### Richiesta
Prosegui il testo sulla conferenza dedicata alla Nebiolo, riprendendo subito dopo la sua ultima frase.

### Testo fornito
☆ ☆ ☆ ☆

Conferenza sulla Nebiolo

Una conferenza in inglese sulla Nebiolo è stata tenuta nell'ambito della Herb Lubalin Lecture Series e caricata su Youtube da The Cooper Union. 

Ha totalizzato finora 1143 visualizzazioni, dura quasi due ore. 

Intervengono Marta Bernstein, James Clough, Alessandro Colizzi (del Politecnico di Milano) e Riccardo Olocco. 

La Bernstein inizia ricostruendo la storia della Nebiolo, che è stata la principale azienda italiana in campo tipografico. 

Le sue radici affondano alla prima metà dell'Ottocento. 

Nel 1852 era attiva a Torino una fonderia che si chiamava Narizzano. All'epoca quest'attività era soprattutto locale, dati i grossi costi di trasporto dei caratteri metallici in piombo. 

Nel 1878 Giovanni Nebiolo acquista la fonderia. Due anni dopo la trasforma in Società Nebiolo, insiemecon Lazzaro Levi, il cui fratello Giuseppe fu per parecchio tempo capo del reparto vendite. 

In quegli anni l'azienda inizia a stampare Archivio Tipografico, una rivista che doveva informare i tipografi di tutte le notità commerciali e tecnologiche nel campo e che venne diretta da Dalmazzo Gianolio fino al 1915. 

I numeri di questa rivista sono importantissimi per ricostruire la storia dell'azienda, perché ci permettono di capire quali caratteri la Nebiolo lanciò sul mercato e in che anno. 

I primi caratteri non erano originali, ma riproduzioni di quelli realizzati in Germania o in America.

☆ ☆ ☆ ☆

### Dati estratti
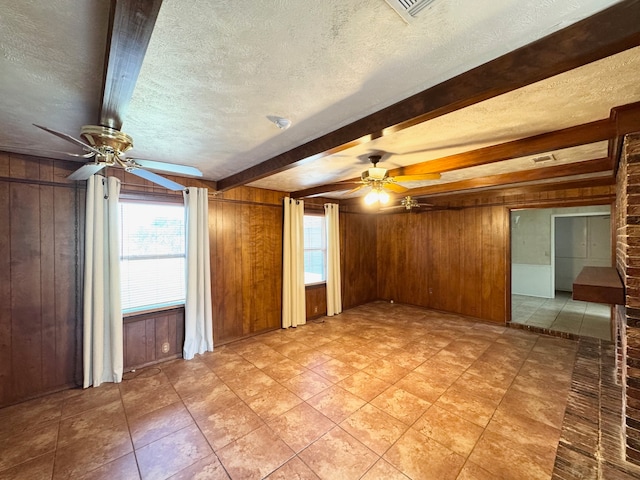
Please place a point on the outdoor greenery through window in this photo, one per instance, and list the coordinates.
(152, 255)
(315, 249)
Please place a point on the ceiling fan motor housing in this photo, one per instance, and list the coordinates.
(374, 173)
(101, 137)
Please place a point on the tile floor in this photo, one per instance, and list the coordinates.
(382, 391)
(562, 314)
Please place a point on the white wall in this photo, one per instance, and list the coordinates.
(532, 248)
(580, 242)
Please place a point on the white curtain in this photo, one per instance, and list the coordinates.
(293, 299)
(102, 312)
(198, 319)
(334, 286)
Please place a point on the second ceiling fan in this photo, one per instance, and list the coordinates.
(131, 24)
(377, 179)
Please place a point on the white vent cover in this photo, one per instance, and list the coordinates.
(408, 9)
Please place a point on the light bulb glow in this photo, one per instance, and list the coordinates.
(371, 197)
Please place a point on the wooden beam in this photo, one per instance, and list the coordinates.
(130, 27)
(568, 137)
(606, 33)
(532, 175)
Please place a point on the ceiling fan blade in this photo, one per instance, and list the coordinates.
(155, 178)
(394, 187)
(417, 177)
(69, 138)
(39, 152)
(168, 167)
(132, 23)
(86, 171)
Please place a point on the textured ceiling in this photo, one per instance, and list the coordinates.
(215, 70)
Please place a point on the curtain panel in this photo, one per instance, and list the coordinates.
(334, 286)
(103, 357)
(198, 319)
(293, 295)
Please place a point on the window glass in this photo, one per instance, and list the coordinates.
(152, 255)
(315, 249)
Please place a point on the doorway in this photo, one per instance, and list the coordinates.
(549, 247)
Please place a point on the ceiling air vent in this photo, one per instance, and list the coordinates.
(408, 9)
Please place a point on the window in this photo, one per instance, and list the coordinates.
(315, 249)
(152, 255)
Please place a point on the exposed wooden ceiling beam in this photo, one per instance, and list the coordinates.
(532, 175)
(130, 26)
(597, 131)
(606, 33)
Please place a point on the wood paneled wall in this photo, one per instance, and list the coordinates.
(39, 274)
(358, 237)
(145, 336)
(245, 229)
(452, 260)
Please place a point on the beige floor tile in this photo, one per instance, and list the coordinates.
(193, 384)
(309, 358)
(159, 423)
(23, 416)
(284, 370)
(91, 398)
(471, 471)
(171, 454)
(549, 410)
(401, 404)
(334, 370)
(37, 468)
(301, 426)
(448, 429)
(255, 455)
(374, 428)
(28, 444)
(307, 384)
(495, 454)
(418, 456)
(338, 456)
(363, 385)
(84, 456)
(272, 402)
(384, 470)
(225, 426)
(140, 402)
(336, 403)
(473, 408)
(386, 370)
(205, 403)
(250, 383)
(207, 468)
(293, 469)
(84, 425)
(428, 388)
(123, 468)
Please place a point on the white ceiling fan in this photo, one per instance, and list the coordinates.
(107, 147)
(131, 24)
(378, 180)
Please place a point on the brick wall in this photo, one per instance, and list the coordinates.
(628, 316)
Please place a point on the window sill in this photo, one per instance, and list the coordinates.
(153, 311)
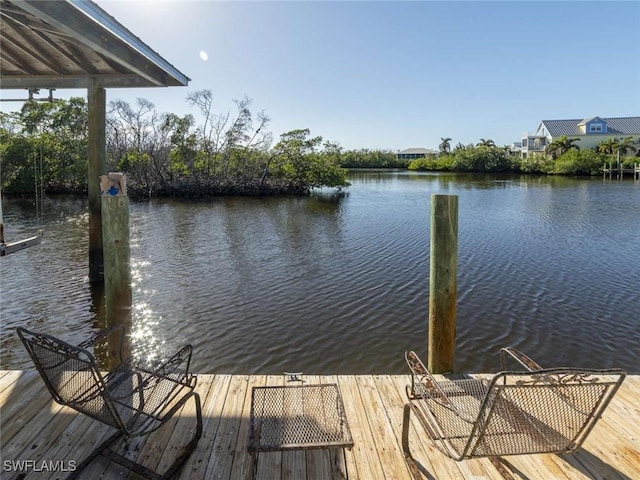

☆ ☆ ☆ ☆

### Risposta
L'albero genealogico della Nebiolo ha un altro ramo che risale fino al 1838, quando viene fondata a Milano una piccola fonderia chiamata Commoretti, che produceva caratteri, anche originali, e presse da stampa. L'azienda diventa poi Urania, unificando le risorse di molte fonderie, di Milano ma anche di Bologna,  Roma, Firenze. Nomi che ormai sono dimenticati. Cucco e Gariglio di Roma ci dice niente? Alessandri di Firenze? Negroni di Bologna? Albé, Redarelli, Wilmant, Piazza, Rizzi, Zappa di Milano? 

Dopo questa fusione Urania era più grande di Nebiolo. 

Il direttore generale di Urania, Alberto Lobetti Bodoni, divenne poi direttore generale di Nebiolo dopo la morte di Lazzaro Levi, e Angelo Albé divenne poi direttore tecnico del reparto fonderia dei caratteri alla Nebiolo. 

Nel 1908 le due società, Nebiolo e Urania, si uniscono tra di loro chiamandosi Augusta. 

Lobetti Bodoni era parente del noto incisore vissuto tra Settecento e Ottocento. 

La Augusta ottenne i diritti per produrre il Bodoni della Atf disegnato sotto la direzione di Morris Fuller Benton. 

Dopo la guerra mondiale, nel 1920, la fusione diventa definitiva e il nome scelto è Nebiolo. 

Nel 1904 Raffaello Bertieri aveva scritto su Il Risorgimento Tipografico che era triste il fatto che l'Italia non avesse fonderie in grado di presentare novità e continuasse ad imitare il lavoro degli altri. Negli anni Venti proprio Bertieri diventa direttore artistico della Nebiolo e iniziò a creare nuovi caratteri ispirandosi alla storia del Paese. 

Tra il 1928 e il 1933 c'è un nuovo direttore ad Archivio Tipografico. Non si sa chi sia, forse Giulio Da Milano, ma la sua mano si nota. Se prima trovavamo in copertina caratteri serif con lettere organizzate in orizzontale da sinistra a destra e fregi e incisioni tipografiche dall'aspetto tradizionale, a questo punto vediamo sperimentazioni innovative: uso di caratteri sans serif, immagini, scritte oblique e così via. 

A questo punto della conferenza la parola va ad Alessandro Colizzi, che inizia a parlare dello studio artistico della Nebiolo alla fine degli anni Trenta.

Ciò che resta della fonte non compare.